Work required: Render the stretch of rows below that opens with the line containing "trace: cabinet door" and closes with the line containing "Now the cabinet" as a JSON list of strings, one string per line, with blank lines omitted.

Data section:

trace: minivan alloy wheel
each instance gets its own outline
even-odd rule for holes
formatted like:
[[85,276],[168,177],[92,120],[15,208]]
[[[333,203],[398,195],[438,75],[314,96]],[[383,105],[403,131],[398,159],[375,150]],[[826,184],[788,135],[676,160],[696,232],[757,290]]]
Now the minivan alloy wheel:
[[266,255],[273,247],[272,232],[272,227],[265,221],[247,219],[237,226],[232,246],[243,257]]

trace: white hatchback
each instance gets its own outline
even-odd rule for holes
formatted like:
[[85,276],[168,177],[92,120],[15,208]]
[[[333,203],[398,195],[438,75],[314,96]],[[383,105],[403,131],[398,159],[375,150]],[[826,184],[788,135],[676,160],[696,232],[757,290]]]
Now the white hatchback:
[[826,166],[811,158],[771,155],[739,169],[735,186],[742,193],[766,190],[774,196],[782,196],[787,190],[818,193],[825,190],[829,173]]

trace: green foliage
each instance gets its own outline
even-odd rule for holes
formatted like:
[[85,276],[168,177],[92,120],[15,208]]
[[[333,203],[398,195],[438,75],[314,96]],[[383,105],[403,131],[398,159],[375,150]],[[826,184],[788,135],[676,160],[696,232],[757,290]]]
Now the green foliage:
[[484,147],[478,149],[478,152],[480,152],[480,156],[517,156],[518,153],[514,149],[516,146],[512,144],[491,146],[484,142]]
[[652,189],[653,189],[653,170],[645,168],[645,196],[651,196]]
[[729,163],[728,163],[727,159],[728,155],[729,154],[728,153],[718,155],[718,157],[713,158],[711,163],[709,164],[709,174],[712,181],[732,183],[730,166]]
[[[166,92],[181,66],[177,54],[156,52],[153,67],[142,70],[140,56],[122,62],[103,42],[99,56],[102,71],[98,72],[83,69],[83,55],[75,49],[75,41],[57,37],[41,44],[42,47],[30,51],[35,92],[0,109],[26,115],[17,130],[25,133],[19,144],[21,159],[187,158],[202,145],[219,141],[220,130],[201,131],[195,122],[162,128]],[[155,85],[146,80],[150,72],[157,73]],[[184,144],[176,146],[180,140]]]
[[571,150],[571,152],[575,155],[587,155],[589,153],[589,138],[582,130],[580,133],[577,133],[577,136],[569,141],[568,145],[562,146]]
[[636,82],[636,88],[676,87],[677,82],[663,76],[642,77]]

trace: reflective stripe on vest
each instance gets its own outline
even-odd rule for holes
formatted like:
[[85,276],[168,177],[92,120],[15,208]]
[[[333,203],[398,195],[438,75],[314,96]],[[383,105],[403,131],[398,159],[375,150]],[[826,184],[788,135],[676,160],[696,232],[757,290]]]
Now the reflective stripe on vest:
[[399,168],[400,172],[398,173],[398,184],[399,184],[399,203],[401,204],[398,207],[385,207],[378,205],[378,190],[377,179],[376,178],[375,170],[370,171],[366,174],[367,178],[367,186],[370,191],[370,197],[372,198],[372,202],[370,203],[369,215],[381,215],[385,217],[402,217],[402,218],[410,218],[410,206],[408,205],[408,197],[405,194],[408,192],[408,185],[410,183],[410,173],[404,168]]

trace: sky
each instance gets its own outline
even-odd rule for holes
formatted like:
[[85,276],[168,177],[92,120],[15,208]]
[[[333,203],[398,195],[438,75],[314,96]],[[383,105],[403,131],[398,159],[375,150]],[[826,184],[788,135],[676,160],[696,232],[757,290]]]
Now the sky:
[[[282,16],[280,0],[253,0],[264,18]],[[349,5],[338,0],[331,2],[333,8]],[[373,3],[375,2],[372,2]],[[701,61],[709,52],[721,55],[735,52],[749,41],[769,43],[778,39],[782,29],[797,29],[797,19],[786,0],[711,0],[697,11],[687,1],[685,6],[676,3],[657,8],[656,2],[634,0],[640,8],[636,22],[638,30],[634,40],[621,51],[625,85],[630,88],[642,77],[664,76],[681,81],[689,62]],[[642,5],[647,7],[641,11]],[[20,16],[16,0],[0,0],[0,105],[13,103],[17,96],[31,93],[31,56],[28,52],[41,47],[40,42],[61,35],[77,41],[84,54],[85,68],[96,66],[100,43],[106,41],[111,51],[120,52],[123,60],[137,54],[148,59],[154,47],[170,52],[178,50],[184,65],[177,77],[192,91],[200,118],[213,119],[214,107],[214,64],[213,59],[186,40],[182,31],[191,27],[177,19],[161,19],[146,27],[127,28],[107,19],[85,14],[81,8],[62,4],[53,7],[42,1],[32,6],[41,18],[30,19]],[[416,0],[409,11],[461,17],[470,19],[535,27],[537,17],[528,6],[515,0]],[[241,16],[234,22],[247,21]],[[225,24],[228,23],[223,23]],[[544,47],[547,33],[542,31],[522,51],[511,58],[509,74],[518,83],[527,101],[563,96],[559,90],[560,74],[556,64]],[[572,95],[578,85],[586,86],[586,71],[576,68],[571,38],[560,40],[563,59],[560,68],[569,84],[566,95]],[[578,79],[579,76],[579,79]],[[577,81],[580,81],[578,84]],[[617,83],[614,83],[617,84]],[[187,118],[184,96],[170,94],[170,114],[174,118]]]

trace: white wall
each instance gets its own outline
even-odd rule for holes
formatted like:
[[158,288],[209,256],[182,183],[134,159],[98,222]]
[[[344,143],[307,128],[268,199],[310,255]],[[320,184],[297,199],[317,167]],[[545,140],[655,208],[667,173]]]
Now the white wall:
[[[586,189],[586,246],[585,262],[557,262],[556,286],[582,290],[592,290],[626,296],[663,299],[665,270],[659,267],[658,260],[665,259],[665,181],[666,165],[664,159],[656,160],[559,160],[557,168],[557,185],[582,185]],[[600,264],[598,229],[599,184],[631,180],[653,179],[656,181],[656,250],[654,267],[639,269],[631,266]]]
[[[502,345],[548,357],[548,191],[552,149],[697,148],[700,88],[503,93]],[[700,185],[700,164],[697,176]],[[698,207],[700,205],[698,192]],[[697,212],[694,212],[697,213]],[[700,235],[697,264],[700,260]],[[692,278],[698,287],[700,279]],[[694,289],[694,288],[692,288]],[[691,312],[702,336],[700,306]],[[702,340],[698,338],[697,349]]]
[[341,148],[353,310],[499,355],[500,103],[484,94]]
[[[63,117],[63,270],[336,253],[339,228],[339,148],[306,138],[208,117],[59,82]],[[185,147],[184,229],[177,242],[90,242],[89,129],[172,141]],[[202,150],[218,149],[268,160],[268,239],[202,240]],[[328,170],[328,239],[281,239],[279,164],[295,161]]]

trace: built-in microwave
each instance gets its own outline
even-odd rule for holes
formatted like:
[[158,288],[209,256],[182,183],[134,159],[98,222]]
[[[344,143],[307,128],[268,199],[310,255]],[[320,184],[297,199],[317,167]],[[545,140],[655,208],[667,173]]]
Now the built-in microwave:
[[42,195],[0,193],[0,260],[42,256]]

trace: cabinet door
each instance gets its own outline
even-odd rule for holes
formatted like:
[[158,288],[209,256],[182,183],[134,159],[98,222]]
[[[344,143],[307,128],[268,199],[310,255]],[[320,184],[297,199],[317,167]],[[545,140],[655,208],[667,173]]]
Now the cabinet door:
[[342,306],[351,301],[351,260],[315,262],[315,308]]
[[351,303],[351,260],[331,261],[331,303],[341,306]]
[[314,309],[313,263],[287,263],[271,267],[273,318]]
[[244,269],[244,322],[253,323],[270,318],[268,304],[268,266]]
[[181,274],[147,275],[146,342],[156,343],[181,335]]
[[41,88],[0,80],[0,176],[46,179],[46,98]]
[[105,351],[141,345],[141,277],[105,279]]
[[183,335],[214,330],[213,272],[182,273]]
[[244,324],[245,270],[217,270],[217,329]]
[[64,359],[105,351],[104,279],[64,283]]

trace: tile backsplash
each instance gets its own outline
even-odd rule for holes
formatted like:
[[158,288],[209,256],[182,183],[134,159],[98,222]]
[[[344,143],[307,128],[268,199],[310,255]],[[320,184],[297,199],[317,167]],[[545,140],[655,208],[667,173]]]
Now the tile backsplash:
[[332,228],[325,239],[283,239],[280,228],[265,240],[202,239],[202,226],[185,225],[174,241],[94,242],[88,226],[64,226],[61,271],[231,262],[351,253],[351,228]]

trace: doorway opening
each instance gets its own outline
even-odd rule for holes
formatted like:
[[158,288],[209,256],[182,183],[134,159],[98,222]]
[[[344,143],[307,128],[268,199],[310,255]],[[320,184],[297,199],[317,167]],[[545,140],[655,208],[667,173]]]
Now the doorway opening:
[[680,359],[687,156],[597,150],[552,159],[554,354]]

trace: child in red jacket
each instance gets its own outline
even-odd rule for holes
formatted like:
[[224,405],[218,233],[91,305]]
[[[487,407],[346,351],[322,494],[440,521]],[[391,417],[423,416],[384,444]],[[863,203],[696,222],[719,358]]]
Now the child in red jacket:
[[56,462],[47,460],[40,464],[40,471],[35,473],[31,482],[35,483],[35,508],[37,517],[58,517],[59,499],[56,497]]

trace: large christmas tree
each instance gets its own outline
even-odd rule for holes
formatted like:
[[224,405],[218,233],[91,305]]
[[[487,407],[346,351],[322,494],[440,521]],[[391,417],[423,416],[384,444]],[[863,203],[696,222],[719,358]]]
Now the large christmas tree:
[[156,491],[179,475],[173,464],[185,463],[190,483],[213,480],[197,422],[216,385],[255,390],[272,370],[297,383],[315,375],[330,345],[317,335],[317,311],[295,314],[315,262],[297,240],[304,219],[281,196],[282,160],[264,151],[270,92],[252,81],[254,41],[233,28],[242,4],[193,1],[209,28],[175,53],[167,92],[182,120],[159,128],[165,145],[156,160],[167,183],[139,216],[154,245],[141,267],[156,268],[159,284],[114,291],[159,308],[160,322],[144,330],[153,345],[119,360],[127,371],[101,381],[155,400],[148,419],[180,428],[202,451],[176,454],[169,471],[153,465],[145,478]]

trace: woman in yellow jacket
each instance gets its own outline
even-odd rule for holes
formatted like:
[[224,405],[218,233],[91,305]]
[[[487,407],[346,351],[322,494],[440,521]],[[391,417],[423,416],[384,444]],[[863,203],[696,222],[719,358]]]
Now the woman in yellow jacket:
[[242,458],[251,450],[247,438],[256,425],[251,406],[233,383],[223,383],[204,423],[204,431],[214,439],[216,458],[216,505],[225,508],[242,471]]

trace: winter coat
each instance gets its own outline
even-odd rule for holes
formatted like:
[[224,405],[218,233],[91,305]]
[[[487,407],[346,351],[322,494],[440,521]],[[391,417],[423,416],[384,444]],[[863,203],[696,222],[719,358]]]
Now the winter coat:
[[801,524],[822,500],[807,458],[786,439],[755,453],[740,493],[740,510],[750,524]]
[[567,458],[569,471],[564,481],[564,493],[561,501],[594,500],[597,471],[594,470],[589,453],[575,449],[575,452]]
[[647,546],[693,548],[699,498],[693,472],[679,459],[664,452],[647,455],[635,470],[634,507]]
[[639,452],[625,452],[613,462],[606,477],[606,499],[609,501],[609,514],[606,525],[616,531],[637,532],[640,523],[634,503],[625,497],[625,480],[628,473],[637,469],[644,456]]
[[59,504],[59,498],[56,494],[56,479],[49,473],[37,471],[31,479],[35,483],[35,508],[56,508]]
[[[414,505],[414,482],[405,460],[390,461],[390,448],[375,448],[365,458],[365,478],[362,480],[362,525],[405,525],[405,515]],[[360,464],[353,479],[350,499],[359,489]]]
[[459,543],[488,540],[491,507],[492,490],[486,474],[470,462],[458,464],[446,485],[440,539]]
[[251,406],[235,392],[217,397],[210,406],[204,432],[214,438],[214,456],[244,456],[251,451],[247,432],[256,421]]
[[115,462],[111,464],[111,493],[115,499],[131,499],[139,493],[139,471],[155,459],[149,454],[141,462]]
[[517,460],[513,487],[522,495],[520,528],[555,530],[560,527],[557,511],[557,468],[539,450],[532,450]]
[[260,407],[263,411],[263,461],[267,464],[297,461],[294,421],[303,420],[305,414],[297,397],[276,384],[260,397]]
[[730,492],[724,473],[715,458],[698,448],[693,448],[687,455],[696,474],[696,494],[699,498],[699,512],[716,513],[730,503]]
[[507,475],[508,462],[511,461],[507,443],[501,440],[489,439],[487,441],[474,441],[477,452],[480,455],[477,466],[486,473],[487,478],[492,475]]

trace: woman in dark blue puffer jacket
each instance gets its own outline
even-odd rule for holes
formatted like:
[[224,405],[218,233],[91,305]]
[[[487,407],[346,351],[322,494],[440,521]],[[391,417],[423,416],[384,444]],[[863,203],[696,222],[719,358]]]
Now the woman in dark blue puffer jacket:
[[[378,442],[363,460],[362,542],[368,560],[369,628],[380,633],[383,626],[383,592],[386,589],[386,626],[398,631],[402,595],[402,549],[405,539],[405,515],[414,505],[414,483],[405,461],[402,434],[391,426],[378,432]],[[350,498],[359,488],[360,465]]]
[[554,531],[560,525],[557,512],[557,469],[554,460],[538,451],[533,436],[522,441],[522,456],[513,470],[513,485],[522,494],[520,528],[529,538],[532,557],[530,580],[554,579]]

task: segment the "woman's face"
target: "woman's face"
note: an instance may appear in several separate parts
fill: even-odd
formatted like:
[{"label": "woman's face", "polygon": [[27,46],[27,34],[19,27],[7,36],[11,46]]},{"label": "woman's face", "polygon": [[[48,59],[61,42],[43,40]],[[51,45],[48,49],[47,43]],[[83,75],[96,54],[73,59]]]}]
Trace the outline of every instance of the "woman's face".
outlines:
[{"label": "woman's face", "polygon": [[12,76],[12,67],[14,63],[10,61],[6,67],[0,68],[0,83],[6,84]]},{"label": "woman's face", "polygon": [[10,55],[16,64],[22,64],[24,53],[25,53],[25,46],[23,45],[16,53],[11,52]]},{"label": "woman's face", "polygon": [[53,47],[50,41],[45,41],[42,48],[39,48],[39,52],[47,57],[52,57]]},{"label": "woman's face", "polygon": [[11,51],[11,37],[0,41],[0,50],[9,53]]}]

Exercise result:
[
  "trace: cabinet door",
  "each instance gets its own outline",
  "even-odd rule for holes",
  "formatted like:",
  "[[158,288],[209,256],[182,183],[134,159],[98,222]]",
  "[[[344,143],[307,128],[268,199],[310,255]],[[320,184],[297,199],[317,167]],[[545,140],[655,208],[667,173]]]",
  "Now the cabinet door:"
]